--- begin Source ---

Netflix recently premiered its latest original, the ambitious, expensive period drama The Crown. Created by Peter Morgan (The Queen, Frost/Nixon), The Crown follows the life of Queen Elizabeth II (Claire Foy), from her wedding in 1947 up through the present. The cast also includes Doctor Who’s Matt Smith as Prince Phillip, Mad Men’s Jared Harris as King George VI, and John Lithgow as Winston Churchill. The Crown is sumptuous, addictive, and bingeworthy, just as we’ve come to expect from Netflix’s best.

But it’s only 10 episodes long. It will leave you wanting more. And since it’ll be at least a year before a hypothetical second season, we’ve scoured the streaming landscape to find some other royal-related programming to soothe your Crown withdrawals. Here are five shows about royalty to binge after The Crown.

1) Blackadder (1983 – 1989)

Netflix’s The Crown and most of the other entries on this list tend to take themselves pretty seriously—much like most royals themselves. Blackadder, however… takes a different approach. 

Created by Richard Curtis (Love Actually) and starring Rowan Atkinson (Mr. Bean himself), Blackadder follows the history of the ignominious Blackadder clan down through centuries of British history. Each season focuses on a different generation’s Blackadder, all played by Atkinson, as the family’s fortunes fall from royalty to servanthood to eventual service in the first World War.

The first season is set in the Middle Ages, with the cowardly Duke of Edinburgh constantly scheming to gain power and avoid personal responsibility, all while adopting the nickname “The Black Adder”—which is far more intimidating than he deserves. It’s worth watching for Brian Blessed’s performance as King Richard IV, and it sets up the template for everything that will come after: Blackadder is a cowardly but clever narcissist, always accompanied by the good-hearted dullard Baldrick (Tony Robinson), and together they scheme for great things that rarely seem to work out.

The show really found its stride in the second season, set during the reign of Queen Elizabeth II. This and all the following seasons let Atkinson play a slightly more charismatic version of his antihero, and unleash the full fury of his withering British condescension and acrobatic dialogue.

--- end Source ---
--- begin Recorded information ---

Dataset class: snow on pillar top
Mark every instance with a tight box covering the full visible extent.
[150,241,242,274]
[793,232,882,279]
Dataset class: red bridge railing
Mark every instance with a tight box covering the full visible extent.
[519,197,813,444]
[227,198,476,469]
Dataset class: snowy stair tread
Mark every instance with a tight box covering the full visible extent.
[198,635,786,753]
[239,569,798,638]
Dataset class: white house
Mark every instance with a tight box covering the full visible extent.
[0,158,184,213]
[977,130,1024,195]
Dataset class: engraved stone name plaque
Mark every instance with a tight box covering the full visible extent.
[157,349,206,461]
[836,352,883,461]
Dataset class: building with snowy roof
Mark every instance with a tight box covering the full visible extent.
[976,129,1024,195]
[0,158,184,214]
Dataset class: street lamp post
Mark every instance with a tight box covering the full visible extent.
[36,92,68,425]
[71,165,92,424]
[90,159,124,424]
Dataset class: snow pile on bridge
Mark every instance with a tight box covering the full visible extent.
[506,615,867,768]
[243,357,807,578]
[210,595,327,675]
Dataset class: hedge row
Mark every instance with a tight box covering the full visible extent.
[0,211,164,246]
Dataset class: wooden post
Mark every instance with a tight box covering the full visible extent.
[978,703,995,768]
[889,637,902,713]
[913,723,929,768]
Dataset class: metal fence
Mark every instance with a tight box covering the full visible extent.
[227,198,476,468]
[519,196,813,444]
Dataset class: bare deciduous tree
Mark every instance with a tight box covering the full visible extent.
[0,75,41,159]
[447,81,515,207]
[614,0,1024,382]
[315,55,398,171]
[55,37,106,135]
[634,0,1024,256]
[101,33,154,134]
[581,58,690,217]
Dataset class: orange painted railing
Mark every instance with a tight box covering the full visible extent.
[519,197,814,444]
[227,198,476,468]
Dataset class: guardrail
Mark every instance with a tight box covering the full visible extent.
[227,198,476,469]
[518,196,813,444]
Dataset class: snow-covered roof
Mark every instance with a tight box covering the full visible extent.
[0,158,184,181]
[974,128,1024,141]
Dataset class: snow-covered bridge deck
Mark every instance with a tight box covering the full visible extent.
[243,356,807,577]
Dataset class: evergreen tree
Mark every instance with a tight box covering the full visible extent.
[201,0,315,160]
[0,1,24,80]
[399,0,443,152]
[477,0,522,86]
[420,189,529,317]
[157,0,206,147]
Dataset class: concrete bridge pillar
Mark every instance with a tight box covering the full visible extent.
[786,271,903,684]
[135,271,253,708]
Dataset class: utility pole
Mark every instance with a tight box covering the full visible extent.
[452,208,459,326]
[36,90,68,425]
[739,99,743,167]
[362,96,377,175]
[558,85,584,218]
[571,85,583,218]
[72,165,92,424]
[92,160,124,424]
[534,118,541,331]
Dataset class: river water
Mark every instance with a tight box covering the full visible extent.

--- end Recorded information ---

__To be done__:
1. List every actor named in the article about shows on royalty.
2. Reproduce a passage of the article about shows on royalty word for word, beginning at the words "Netflix’s The Crown" and stopping after the words "first World War.".

__Results of the exercise__:
1.
Claire Foy
Matt Smith
Jared Harris
John Lithgow
Rowan Atkinson
Brian Blessed
Tony Robinson

2.
Netflix’s The Crown and most of the other entries on this list tend to take themselves pretty seriously—much like most royals themselves. Blackadder, however… takes a different approach. 

Created by Richard Curtis (Love Actually) and starring Rowan Atkinson (Mr. Bean himself), Blackadder follows the history of the ignominious Blackadder clan down through centuries of British history. Each season focuses on a different generation’s Blackadder, all played by Atkinson, as the family’s fortunes fall from royalty to servanthood to eventual service in the first World War.